**INSTRUCTIONS FOR THE TASK:** Quote the material from the line containing "Could you tag the bearded" to the line containing "point(19, 74)", including both of those lines, without altering a word. Leave any picture out of your reply.

**DATASET EXCERPTS:**

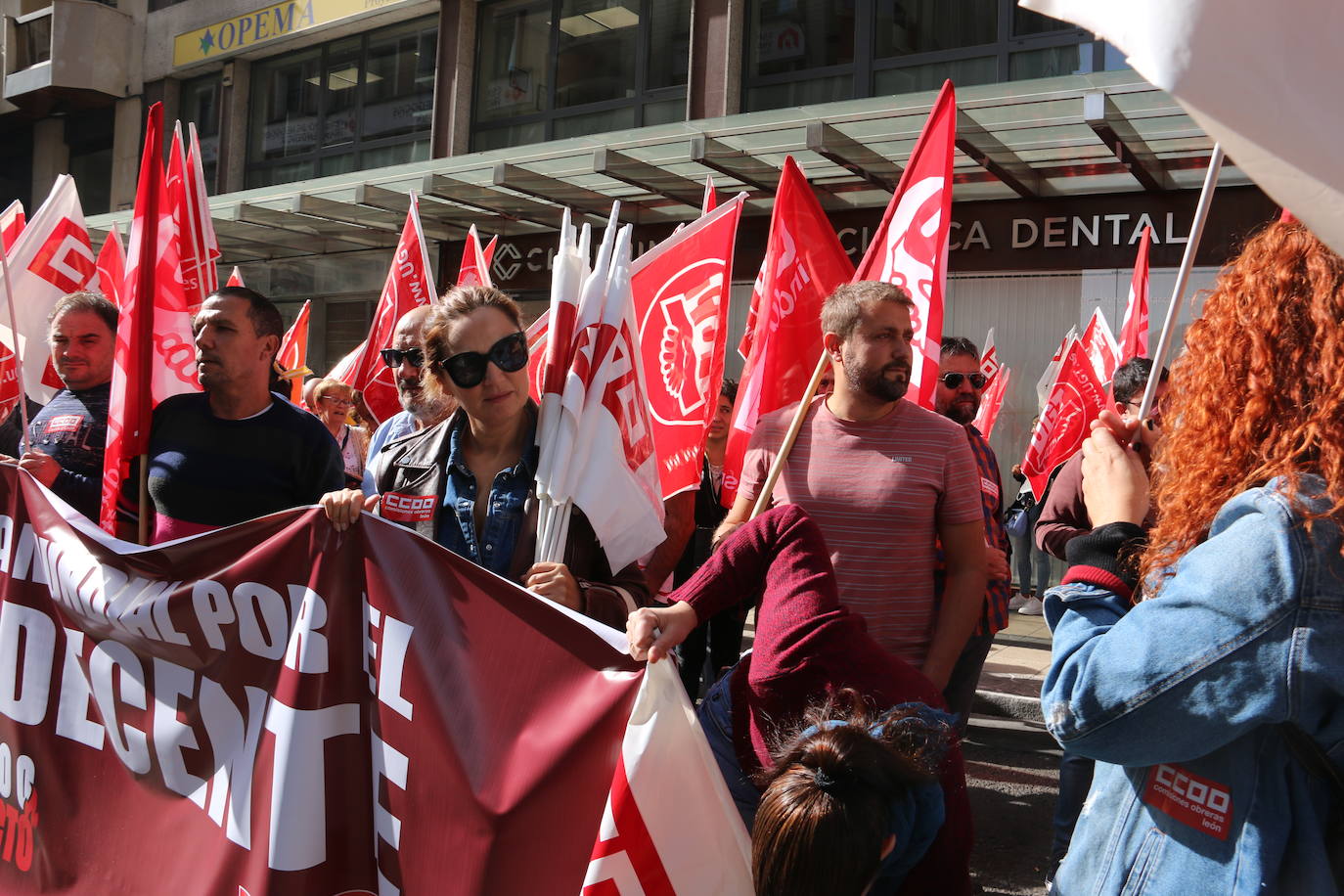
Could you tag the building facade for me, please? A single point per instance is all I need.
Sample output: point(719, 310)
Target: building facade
point(319, 117)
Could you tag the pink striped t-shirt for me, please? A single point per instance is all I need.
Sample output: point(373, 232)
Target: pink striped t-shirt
point(877, 490)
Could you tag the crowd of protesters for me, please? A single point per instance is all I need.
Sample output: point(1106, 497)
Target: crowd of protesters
point(1193, 686)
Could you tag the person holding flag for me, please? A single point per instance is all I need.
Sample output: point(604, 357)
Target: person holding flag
point(883, 478)
point(470, 481)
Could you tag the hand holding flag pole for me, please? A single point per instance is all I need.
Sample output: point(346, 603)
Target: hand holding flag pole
point(1187, 262)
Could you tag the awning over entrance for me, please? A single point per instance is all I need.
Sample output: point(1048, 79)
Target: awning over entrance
point(1080, 135)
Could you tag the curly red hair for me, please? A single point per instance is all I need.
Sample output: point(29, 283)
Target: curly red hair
point(1258, 392)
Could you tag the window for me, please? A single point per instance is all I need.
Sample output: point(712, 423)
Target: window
point(553, 68)
point(201, 107)
point(352, 104)
point(809, 51)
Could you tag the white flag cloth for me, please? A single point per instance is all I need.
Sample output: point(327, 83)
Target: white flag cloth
point(1261, 78)
point(669, 825)
point(51, 256)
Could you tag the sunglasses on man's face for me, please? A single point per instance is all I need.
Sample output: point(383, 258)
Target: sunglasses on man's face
point(468, 368)
point(394, 356)
point(953, 381)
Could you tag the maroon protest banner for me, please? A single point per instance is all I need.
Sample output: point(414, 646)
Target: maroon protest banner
point(281, 708)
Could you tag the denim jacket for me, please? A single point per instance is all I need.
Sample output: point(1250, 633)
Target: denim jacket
point(1179, 700)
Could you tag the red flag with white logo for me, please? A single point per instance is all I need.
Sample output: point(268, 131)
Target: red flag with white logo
point(11, 225)
point(669, 825)
point(474, 269)
point(1133, 332)
point(410, 284)
point(157, 355)
point(1075, 399)
point(804, 262)
point(50, 258)
point(1100, 347)
point(992, 400)
point(112, 267)
point(291, 357)
point(910, 247)
point(682, 293)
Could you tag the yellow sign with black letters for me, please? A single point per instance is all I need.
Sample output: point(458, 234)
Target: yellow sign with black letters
point(270, 23)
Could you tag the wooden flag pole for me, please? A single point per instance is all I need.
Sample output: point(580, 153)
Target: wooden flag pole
point(18, 362)
point(1187, 262)
point(790, 437)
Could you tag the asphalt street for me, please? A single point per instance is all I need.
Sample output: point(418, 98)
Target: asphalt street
point(1012, 771)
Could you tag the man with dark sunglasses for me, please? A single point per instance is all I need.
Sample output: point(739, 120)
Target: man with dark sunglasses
point(957, 398)
point(406, 357)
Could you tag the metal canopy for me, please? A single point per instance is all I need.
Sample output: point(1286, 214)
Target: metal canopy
point(1097, 133)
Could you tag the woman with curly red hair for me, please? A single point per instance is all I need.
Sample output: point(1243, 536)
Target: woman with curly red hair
point(1213, 704)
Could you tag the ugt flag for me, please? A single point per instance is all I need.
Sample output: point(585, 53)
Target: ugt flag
point(910, 247)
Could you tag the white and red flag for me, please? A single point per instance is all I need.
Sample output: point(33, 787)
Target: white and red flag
point(992, 400)
point(291, 357)
point(1100, 347)
point(669, 825)
point(476, 267)
point(11, 225)
point(804, 262)
point(989, 356)
point(112, 267)
point(410, 284)
point(1075, 399)
point(910, 246)
point(203, 229)
point(1133, 332)
point(682, 291)
point(155, 355)
point(51, 256)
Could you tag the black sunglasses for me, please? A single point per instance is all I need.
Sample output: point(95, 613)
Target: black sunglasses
point(468, 368)
point(953, 381)
point(392, 356)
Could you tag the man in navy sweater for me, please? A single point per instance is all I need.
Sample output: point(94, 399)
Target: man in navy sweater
point(67, 437)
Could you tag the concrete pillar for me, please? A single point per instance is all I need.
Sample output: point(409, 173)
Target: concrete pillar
point(715, 81)
point(50, 156)
point(126, 144)
point(453, 78)
point(233, 125)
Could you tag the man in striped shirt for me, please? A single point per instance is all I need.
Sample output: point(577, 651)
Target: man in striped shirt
point(883, 478)
point(957, 398)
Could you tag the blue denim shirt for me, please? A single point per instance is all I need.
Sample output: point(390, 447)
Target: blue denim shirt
point(506, 515)
point(1179, 698)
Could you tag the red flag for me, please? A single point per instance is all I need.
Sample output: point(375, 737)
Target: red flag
point(804, 262)
point(203, 229)
point(155, 355)
point(410, 283)
point(11, 225)
point(910, 247)
point(1075, 399)
point(474, 269)
point(112, 267)
point(682, 293)
point(291, 357)
point(1100, 347)
point(992, 400)
point(1133, 332)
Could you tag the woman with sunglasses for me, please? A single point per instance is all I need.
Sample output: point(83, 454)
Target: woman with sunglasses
point(333, 403)
point(477, 468)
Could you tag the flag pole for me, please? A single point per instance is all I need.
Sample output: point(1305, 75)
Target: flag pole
point(1187, 262)
point(790, 437)
point(18, 362)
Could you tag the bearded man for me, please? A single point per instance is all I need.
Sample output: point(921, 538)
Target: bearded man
point(884, 479)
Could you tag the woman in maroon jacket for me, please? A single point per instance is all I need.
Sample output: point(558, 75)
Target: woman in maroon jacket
point(808, 648)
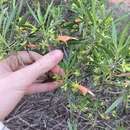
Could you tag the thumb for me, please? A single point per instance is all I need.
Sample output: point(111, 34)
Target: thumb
point(27, 75)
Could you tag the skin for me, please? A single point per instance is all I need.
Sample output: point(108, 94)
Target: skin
point(119, 1)
point(19, 74)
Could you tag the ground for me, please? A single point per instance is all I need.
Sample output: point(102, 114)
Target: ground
point(51, 111)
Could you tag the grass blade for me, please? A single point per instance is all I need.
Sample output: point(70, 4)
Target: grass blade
point(114, 105)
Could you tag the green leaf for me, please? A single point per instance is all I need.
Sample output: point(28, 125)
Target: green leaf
point(114, 34)
point(9, 21)
point(39, 14)
point(123, 36)
point(33, 13)
point(114, 105)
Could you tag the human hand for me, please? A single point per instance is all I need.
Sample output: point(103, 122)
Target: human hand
point(18, 76)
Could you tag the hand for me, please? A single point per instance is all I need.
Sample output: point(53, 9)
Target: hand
point(18, 76)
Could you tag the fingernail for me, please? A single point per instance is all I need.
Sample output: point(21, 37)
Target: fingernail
point(57, 53)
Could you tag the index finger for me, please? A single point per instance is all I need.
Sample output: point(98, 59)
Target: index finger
point(27, 75)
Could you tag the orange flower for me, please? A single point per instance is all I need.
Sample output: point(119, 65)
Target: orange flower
point(32, 46)
point(58, 70)
point(78, 20)
point(84, 90)
point(65, 38)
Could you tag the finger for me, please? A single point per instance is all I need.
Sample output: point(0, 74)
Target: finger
point(27, 75)
point(46, 87)
point(58, 70)
point(15, 61)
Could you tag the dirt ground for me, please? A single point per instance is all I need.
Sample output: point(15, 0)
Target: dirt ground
point(48, 111)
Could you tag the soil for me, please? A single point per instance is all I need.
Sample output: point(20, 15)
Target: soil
point(49, 111)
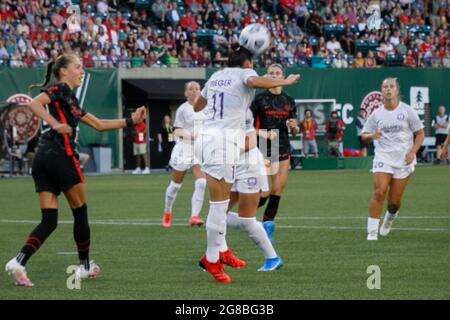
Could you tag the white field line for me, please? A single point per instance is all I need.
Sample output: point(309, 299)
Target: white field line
point(158, 224)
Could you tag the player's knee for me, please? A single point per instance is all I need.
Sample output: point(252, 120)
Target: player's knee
point(379, 195)
point(393, 207)
point(200, 184)
point(50, 222)
point(246, 223)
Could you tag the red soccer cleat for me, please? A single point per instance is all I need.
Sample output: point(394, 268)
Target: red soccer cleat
point(215, 269)
point(195, 221)
point(167, 217)
point(231, 260)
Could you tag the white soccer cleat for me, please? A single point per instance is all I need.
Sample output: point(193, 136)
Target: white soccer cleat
point(372, 236)
point(94, 270)
point(18, 273)
point(386, 227)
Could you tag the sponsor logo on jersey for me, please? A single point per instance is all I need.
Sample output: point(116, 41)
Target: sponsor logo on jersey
point(371, 102)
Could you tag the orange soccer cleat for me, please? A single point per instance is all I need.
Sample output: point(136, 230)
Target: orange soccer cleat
point(231, 260)
point(215, 269)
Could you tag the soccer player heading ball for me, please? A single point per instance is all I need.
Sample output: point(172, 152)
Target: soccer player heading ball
point(225, 99)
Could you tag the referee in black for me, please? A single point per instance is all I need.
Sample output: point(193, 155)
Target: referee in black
point(275, 115)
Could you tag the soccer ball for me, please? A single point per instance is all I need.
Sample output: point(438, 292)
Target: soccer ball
point(255, 37)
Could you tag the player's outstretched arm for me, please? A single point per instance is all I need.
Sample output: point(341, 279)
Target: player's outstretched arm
point(104, 125)
point(37, 107)
point(267, 83)
point(181, 133)
point(369, 137)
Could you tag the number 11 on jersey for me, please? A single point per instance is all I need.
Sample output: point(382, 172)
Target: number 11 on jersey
point(221, 97)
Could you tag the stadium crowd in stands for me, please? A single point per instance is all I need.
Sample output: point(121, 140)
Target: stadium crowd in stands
point(198, 33)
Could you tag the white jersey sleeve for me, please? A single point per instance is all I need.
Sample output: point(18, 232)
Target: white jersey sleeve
point(249, 122)
point(414, 121)
point(180, 119)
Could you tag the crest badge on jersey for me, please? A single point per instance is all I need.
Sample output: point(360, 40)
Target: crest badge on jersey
point(20, 116)
point(371, 102)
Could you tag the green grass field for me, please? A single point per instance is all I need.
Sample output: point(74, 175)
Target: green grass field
point(320, 235)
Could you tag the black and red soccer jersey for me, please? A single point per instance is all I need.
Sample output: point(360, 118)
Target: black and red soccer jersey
point(271, 112)
point(63, 107)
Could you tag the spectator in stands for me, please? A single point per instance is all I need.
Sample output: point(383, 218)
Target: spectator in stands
point(29, 22)
point(358, 62)
point(370, 61)
point(333, 130)
point(159, 10)
point(140, 148)
point(340, 62)
point(4, 54)
point(173, 15)
point(333, 46)
point(188, 22)
point(440, 124)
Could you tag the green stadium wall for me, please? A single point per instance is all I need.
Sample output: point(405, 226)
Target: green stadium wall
point(99, 94)
point(347, 86)
point(350, 86)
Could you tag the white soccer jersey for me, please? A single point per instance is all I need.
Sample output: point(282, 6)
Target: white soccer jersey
point(228, 99)
point(187, 119)
point(397, 129)
point(442, 121)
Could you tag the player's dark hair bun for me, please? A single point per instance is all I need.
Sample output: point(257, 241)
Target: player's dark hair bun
point(235, 46)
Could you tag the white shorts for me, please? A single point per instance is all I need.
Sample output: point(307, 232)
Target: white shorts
point(251, 177)
point(183, 157)
point(397, 173)
point(254, 184)
point(219, 160)
point(139, 148)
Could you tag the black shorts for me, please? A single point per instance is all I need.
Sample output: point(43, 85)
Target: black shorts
point(440, 139)
point(362, 144)
point(55, 173)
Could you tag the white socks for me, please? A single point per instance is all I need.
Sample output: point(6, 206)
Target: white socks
point(372, 225)
point(256, 232)
point(197, 196)
point(171, 195)
point(216, 225)
point(233, 220)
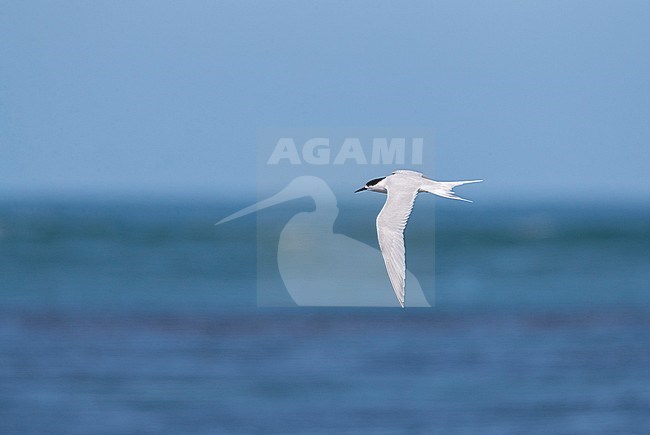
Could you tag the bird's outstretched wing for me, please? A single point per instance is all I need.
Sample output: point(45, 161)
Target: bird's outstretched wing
point(391, 222)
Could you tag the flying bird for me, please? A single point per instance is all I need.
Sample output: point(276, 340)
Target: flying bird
point(402, 187)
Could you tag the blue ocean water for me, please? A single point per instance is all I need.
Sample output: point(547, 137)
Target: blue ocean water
point(141, 316)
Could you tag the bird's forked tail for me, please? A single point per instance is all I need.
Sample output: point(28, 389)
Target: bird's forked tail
point(445, 188)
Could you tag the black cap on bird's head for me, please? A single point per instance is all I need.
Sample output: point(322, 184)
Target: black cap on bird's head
point(370, 184)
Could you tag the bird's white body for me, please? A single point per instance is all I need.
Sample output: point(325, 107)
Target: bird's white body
point(320, 267)
point(402, 187)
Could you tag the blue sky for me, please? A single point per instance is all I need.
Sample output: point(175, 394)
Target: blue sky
point(544, 98)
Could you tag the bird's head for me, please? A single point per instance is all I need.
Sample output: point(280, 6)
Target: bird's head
point(374, 185)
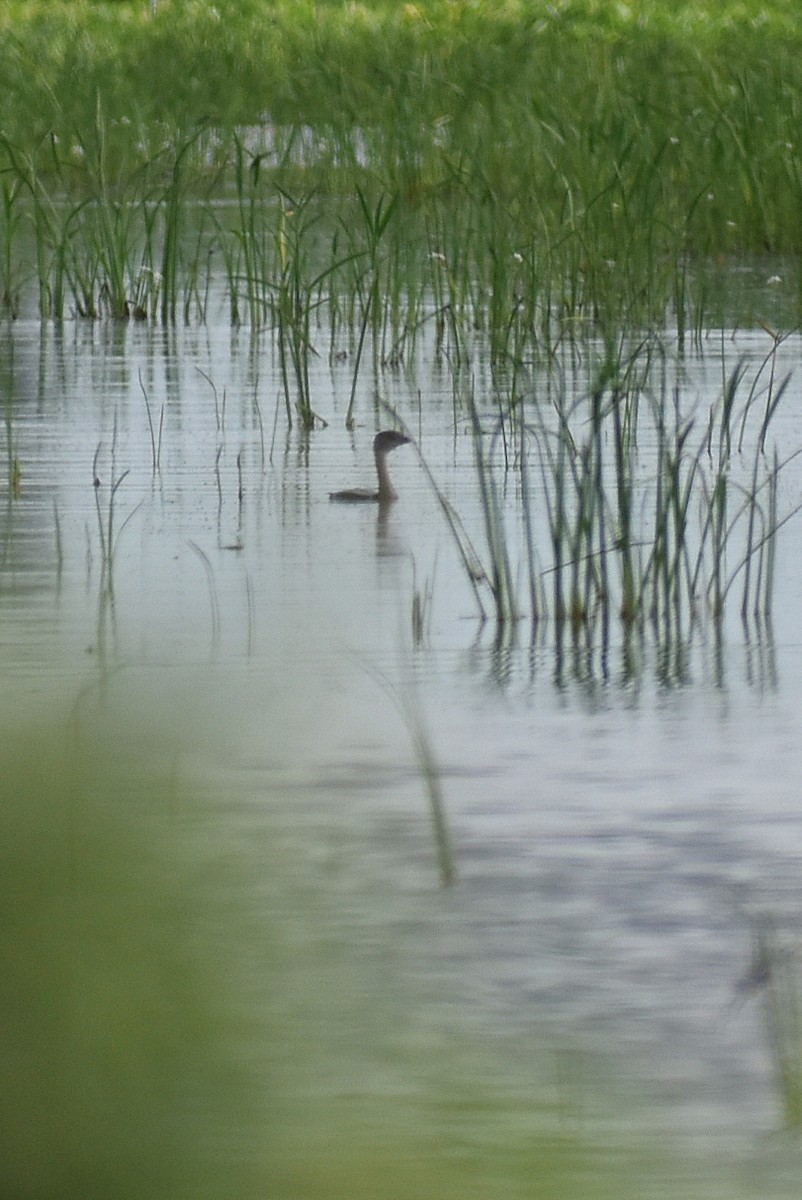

**RESPONSE:**
Could you tag the bearded man for me, please? A single point per instance is all I need.
Sample output: point(921, 538)
Target: bearded man
point(884, 479)
Could you tag the woman in maroon jacket for me, please? A single point per instance is all I need.
Sample output: point(558, 75)
Target: woman in maroon jacket
point(808, 648)
Could you tag the thumb for me, please? A single point per instance is all I need.
Sample output: point(111, 34)
Target: thumb
point(27, 75)
Could you tag the skin for me, please? A single point per instance is all I need.
Sample output: point(108, 94)
Target: skin
point(119, 1)
point(19, 74)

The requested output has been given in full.